More complaints via OTRS, now on IE5/Mac (but works on Netscape 7).

*** Bug 15830 has been marked as a duplicate of this bug. ***

Created attachment 5386
https://bugzilla.wikimedia.org/attachment.cgi?id=5180 with \r\n line endings converted to \n

It seems that the corruption in attachment #5180 is due to something trying to convert unix-style "\n" line endings to windows-style "\r\n" line endings. If this is undone, it decompresses without errors.

I can't say whether this was done by MediaWiki, Squid, a proxy ("transparent" or otherwise) on Rez's end of the connection, or just mis-saved out of NS3.

Attached:

rividh wrote:

In my experience (across thousands of compressed files including GZips) Netscape does NOT corrupt saved files; it just saves whatever the server sends it.

QuickViewPlus' decompressor might have mangled it, tho I've never seen that happen before -- but remember, WinRAR thought the original file was corrupt, and it's usually right.

No proxies here that I'm aware of. I'm on a fixed-wireless connection via a Motorola radio-modem (it does have a built-in router), and my local provider goes direct to AT&T's backbone.

There could be a difference between Netscape downloading a compressed file and Netscape saving compressed file data it is displaying as if it were text.

rividh wrote:

Possible; I don't recall which way I saved the sample. The browser view has a line length limit for what it will display; don't know if that affects saving it. However, I do know NS does NOT corrupt stuff if you do "Save Target As..." without displaying it first (I use it to save misc. binaries all the time).

Next time I see one of these pages I'll try it both ways and find out :)

BTW I got another page in naked GZip a couple days ago, something entirely random (was in a hurry and forgot to note the URL :(

  • Bug 15993 has been marked as a duplicate of this bug. ***

addicks wrote:

TCPDUMP of IE7 behind Squid, anon user, cleared browsercache before

downloaded "files" included to .pcap (wireshark dumpfile)
Happens very randomly, today mostly on project pages (but main article namespace as well affected, but not in dump)

Attached:

This time the Wikipedia:F and WPVS appear there. Use filter (ip.addr eq 10.254.130.191 and ip.addr eq 10.254.130.190) and (tcp.port eq 2796 and tcp.port eq 126) and scroll to the bottom.
Still, I don't see anything wrong in the communication. Browser states Accept-Encoding: gzip and response is gzippped and contains Content-Encoding: gzip, with text/html Content-Type.

Is that really IE7 or is it Firefox with IE7 User-Agent?

- WRITTEN REQUEST 1
Answer these questions about the bug thread:
(a) What conversion is said to have caused the corruption in attachment #5180?
(b) What kind of connection does rividh say he is on?
(c) What Content-Type does the gzipped response contain?
- WRITTEN REQUEST 2
Write out the passage of the bug thread starting with "Next time I" and going on through "not in dump)".
- WRITTEN REQUEST 3
Continue the bug thread about gzip-compressed pages from where it stops.

- Dataset records about object locations
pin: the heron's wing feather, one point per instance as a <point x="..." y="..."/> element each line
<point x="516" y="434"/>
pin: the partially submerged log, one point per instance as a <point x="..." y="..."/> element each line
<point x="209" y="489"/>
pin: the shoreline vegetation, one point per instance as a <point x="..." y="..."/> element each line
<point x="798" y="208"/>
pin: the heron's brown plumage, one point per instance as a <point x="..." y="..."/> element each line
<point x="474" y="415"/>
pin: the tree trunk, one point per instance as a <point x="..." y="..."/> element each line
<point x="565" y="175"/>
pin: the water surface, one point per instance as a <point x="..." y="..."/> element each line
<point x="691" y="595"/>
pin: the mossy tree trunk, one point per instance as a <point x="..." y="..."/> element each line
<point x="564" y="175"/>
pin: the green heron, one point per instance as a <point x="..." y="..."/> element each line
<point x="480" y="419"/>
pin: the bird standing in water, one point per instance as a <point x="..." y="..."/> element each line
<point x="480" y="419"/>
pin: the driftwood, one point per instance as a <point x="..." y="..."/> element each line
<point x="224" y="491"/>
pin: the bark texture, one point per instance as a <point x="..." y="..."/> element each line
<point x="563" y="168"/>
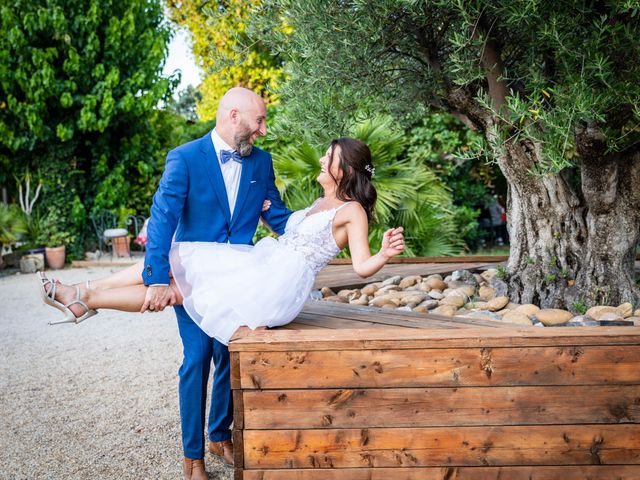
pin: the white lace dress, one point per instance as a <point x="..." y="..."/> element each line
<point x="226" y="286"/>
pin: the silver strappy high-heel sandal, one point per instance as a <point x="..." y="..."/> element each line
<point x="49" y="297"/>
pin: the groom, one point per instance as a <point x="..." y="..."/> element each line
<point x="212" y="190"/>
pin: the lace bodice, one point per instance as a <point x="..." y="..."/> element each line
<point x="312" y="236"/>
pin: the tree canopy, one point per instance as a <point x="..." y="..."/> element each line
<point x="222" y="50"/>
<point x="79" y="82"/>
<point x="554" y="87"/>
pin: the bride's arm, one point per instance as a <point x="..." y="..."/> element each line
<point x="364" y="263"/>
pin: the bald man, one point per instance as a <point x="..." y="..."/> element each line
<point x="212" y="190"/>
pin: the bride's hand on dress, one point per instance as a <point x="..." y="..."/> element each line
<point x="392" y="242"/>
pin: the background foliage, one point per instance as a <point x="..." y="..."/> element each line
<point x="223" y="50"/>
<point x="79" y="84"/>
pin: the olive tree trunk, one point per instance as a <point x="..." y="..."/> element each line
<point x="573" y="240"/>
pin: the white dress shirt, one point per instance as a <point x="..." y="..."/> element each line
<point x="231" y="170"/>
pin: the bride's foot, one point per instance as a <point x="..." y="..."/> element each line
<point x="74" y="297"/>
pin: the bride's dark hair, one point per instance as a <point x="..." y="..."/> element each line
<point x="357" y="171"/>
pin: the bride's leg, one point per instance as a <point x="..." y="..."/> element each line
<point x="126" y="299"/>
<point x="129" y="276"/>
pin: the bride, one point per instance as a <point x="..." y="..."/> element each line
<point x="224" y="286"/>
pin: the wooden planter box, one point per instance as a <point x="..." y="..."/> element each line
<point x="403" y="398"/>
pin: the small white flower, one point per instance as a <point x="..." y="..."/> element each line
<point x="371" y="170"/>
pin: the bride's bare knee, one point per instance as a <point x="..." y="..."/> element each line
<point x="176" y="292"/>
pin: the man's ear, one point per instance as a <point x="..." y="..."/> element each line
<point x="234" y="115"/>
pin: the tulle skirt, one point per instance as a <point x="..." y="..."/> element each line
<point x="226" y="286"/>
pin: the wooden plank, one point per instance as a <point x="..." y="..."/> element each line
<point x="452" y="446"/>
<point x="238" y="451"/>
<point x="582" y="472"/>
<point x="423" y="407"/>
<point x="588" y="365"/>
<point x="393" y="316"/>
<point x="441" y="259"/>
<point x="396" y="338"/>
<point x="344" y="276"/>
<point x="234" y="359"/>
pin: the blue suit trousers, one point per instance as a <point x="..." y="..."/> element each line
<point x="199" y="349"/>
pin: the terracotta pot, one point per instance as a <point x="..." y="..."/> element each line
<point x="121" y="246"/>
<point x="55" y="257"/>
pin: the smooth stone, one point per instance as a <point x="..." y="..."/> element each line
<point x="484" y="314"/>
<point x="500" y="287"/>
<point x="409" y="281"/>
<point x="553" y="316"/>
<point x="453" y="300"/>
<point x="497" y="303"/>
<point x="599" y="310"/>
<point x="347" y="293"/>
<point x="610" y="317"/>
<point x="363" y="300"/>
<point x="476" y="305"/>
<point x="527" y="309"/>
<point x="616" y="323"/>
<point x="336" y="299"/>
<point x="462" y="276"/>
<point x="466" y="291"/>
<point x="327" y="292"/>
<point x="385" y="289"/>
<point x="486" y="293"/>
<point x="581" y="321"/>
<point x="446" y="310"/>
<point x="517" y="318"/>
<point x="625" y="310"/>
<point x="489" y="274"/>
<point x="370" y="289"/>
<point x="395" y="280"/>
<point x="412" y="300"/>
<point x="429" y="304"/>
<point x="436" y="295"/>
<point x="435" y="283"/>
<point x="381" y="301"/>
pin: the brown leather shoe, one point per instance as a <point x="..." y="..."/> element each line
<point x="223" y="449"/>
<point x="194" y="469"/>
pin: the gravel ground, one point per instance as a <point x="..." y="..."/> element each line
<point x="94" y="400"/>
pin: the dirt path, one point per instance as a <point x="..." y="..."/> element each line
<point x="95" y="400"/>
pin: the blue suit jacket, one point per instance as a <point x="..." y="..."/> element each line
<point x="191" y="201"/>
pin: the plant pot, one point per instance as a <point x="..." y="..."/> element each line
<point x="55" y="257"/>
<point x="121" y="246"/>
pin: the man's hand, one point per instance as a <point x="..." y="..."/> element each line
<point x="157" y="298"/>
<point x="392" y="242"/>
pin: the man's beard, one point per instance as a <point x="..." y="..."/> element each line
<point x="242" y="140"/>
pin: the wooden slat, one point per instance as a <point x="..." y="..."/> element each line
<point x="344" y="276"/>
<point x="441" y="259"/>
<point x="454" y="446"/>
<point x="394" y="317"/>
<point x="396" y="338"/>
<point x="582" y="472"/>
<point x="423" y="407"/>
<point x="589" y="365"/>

==

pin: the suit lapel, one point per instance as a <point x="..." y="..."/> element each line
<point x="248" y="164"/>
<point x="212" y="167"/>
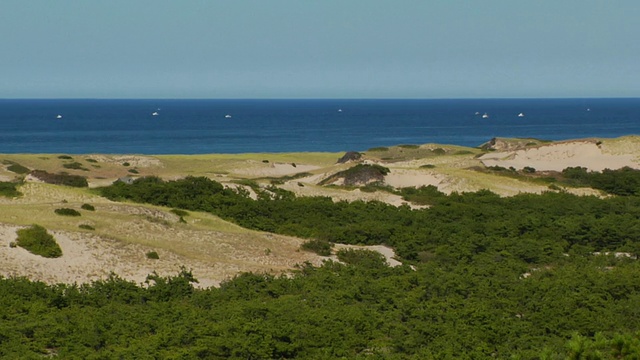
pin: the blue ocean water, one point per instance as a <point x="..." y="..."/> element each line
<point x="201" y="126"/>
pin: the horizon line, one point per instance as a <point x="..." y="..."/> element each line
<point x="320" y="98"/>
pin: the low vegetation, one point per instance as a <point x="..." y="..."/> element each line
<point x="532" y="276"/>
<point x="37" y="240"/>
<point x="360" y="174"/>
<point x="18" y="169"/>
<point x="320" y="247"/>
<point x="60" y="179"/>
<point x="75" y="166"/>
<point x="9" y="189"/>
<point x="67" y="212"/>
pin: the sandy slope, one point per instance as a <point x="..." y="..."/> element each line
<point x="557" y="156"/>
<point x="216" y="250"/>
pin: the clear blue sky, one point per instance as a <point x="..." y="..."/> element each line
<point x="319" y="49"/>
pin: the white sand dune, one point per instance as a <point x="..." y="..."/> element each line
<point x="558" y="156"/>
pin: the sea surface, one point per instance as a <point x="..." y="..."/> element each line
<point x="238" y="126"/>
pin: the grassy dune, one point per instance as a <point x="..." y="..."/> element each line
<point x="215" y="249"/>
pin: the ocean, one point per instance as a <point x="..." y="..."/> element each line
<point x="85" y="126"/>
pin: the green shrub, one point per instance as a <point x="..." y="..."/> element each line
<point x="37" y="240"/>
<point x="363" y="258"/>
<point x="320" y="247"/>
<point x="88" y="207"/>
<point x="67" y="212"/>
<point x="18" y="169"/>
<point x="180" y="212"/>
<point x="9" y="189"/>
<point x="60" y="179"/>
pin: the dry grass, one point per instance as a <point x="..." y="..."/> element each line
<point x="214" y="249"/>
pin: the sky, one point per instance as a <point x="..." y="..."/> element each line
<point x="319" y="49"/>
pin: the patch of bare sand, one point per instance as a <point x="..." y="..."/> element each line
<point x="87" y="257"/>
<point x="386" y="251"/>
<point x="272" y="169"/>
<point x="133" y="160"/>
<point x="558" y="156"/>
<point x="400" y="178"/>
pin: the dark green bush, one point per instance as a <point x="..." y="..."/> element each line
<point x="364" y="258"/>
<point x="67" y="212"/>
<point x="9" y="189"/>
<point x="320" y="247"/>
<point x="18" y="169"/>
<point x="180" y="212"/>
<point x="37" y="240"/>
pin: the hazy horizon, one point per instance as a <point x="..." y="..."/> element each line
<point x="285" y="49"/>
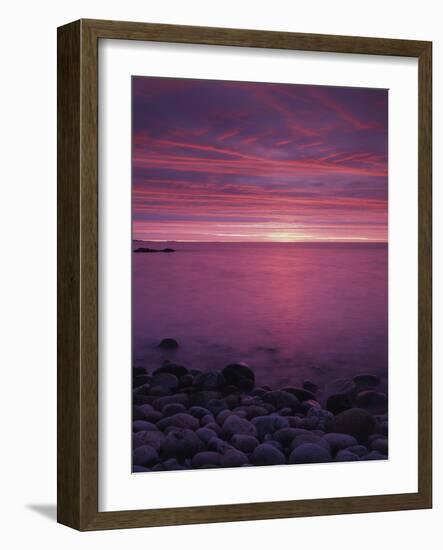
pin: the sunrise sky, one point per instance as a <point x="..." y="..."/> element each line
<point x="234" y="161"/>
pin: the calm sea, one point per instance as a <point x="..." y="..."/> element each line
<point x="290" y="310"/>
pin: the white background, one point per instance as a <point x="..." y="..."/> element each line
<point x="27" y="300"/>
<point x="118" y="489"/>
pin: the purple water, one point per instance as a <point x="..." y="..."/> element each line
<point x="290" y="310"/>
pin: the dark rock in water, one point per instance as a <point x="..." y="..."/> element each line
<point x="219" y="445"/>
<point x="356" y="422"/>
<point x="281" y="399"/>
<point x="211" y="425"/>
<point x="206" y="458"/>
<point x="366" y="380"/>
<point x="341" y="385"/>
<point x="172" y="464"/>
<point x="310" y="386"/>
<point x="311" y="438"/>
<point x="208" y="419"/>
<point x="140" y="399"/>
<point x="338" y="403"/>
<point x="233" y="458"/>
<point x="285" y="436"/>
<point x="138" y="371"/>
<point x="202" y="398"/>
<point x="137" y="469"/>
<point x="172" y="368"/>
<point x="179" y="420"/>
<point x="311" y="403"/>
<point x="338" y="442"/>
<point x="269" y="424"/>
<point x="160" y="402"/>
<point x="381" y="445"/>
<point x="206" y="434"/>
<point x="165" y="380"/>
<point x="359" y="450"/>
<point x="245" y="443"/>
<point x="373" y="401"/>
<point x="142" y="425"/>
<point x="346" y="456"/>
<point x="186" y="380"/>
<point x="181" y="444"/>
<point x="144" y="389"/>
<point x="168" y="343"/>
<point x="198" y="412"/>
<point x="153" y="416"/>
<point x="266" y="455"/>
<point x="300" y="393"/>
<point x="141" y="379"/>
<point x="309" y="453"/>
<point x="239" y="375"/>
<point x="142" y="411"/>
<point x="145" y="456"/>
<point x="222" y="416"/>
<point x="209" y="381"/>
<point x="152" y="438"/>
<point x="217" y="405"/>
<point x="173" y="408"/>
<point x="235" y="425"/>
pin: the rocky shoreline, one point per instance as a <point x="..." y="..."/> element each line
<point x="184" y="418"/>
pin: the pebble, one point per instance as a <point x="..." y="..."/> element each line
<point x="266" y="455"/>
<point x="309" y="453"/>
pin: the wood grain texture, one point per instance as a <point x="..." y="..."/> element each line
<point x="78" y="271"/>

==

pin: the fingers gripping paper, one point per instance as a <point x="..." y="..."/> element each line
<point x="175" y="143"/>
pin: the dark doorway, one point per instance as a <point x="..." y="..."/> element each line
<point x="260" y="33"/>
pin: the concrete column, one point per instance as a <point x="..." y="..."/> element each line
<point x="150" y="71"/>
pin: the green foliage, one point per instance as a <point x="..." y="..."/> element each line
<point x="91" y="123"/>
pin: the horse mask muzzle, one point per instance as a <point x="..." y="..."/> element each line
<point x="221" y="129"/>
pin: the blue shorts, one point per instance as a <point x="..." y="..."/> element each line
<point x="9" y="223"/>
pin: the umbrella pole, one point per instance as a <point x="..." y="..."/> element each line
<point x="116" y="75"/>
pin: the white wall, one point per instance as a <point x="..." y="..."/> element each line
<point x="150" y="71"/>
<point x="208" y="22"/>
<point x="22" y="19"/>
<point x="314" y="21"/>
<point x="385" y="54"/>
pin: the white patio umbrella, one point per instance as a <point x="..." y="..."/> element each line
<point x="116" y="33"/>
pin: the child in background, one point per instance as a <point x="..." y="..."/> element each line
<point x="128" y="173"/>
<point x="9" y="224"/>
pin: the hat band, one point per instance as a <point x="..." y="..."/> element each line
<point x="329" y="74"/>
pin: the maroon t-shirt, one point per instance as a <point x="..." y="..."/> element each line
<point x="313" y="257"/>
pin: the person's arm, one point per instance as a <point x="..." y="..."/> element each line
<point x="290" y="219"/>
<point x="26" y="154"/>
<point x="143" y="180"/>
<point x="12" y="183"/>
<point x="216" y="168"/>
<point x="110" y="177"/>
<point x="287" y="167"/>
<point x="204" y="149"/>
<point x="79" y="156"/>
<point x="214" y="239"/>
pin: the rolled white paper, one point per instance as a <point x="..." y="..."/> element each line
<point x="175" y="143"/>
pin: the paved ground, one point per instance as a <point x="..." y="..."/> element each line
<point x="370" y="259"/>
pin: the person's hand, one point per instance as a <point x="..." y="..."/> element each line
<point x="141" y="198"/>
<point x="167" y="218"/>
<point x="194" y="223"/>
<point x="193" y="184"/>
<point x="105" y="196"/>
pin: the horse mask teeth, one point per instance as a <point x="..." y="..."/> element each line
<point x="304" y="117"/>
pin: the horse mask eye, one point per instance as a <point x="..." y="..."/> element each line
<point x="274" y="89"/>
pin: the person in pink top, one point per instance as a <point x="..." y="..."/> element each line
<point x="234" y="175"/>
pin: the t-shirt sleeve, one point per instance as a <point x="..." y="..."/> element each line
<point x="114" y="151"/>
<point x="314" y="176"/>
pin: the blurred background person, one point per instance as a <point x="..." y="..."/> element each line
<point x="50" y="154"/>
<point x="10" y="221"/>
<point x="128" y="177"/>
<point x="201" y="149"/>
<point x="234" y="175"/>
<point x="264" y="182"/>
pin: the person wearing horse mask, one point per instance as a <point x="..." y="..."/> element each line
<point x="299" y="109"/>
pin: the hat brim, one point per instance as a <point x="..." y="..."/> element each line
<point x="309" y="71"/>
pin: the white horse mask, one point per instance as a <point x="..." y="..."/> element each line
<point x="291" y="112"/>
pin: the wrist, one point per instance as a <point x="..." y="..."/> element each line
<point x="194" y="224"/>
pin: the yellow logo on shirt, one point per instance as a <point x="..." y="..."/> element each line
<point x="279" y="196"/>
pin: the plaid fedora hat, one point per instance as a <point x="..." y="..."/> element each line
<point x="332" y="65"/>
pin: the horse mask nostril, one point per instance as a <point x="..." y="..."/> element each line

- EXPECTED ANSWER 1
(a) Converting unix-style "\n" line endings to windows-style "\r\n" line endings.
(b) A fixed-wireless connection via a Motorola radio-modem.
(c) text/html.

- EXPECTED ANSWER 2
Next time I see one of these pages I'll try it both ways and find out :)

BTW I got another page in naked GZip a couple days ago, something entirely random (was in a hurry and forgot to note the URL :(

  • Bug 15993 has been marked as a duplicate of this bug. ***

addicks wrote:

TCPDUMP of IE7 behind Squid, anon user, cleared browsercache before

downloaded "files" included to .pcap (wireshark dumpfile)
Happens very randomly, today mostly on project pages (but main article namespace as well affected, but not in dump)

- EXPECTED ANSWER 3
I had never seen a 'X-moz: prefetch' header from IE. Some people report that Google Web Accelerator also send it. Are you running it?
Maybe the Google toolbar is adding 'accelerating' features?

addicks wrote:

It is really IE7.
on the machine there google-toolbar (for IE) and google desktop installed.

How do i find out if "google web accelerator" is installed? How do i turn it off?

And even if so: Since mediawiki (wikipedia, openstreetmap and ubuntu-wiki) are the only websites ones i encounter the problem, it is something which may be a failure of Microsoft and/or Google, but mediawiki (with our without aggressivly tuned source-squids) seems to trigger this effect.

While i'd like to blame Microsoft or Google, there's something wrong on wikimedia side, as there have been reports on several browsers and different variants (there may be several bugs looking the same).
However, maybe they make it more likely.

If you don't know about google web accelerator, you probably don't have it. Google web accelerator is like a proxy, so would have shown on the captures
You can try disabling (or uninstalling) Google Toolbar and check if it goes away. Also by doing a direct connection, instead of using the squid. It's happening to you in an high rate, which is good, because it allows the developer to obtain more data, check if the proposed solution works...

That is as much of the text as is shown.